Return each line of the records below in which the string "eagle" turns up.

Entries taken from a collection:
----

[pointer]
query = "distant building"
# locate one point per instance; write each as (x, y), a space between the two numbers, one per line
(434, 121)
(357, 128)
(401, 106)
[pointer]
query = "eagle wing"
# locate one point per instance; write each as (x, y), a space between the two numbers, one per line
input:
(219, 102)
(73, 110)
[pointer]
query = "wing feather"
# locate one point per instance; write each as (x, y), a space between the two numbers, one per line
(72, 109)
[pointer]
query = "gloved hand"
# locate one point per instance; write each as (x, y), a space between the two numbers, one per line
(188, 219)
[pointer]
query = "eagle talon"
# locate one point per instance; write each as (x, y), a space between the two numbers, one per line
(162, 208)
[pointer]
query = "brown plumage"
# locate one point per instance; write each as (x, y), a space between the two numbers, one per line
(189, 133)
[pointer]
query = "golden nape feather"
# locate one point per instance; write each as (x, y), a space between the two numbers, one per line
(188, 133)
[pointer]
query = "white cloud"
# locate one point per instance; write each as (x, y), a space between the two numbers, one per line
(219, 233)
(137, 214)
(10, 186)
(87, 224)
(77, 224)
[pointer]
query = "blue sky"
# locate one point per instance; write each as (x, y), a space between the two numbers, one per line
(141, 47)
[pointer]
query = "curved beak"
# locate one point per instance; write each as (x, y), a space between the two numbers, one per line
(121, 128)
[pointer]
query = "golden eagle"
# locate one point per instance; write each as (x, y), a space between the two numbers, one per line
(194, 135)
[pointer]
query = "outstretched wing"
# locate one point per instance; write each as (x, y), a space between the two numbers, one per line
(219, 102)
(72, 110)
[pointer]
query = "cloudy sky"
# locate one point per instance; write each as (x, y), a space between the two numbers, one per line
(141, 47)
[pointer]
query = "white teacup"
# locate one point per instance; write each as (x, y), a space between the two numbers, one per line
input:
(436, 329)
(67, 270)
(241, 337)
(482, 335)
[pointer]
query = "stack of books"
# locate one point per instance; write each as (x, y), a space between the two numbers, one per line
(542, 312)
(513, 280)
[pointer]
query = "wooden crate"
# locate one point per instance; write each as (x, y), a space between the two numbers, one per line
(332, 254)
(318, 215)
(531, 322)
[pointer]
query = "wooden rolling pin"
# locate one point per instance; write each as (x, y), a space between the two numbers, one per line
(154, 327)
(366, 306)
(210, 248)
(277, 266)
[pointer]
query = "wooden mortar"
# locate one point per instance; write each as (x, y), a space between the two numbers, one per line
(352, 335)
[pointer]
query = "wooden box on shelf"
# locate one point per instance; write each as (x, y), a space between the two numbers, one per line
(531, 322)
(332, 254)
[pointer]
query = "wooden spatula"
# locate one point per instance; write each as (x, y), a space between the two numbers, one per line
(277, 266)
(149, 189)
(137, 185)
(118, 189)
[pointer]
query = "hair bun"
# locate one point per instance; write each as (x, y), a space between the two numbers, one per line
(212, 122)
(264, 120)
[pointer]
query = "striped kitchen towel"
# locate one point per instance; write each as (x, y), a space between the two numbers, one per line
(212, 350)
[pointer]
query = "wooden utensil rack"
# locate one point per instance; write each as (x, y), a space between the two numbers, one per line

----

* _Expected answer_:
query = "eagle wing"
query = "eagle talon"
query = "golden eagle"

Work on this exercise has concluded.